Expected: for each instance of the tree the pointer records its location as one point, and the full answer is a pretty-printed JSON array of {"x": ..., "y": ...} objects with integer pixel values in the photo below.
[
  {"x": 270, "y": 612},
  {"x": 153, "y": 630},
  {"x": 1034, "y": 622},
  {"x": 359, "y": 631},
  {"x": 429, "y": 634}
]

*Activity*. Please give the entries above again in full, exactly as written.

*Answer box*.
Expected: for each instance of the tree the pointer records its location as one point, and the full answer is a pretty-printed JSON array of {"x": ..., "y": ...} objects with integer pixel values in the photo below.
[
  {"x": 270, "y": 612},
  {"x": 153, "y": 630},
  {"x": 1034, "y": 622},
  {"x": 359, "y": 631},
  {"x": 429, "y": 634}
]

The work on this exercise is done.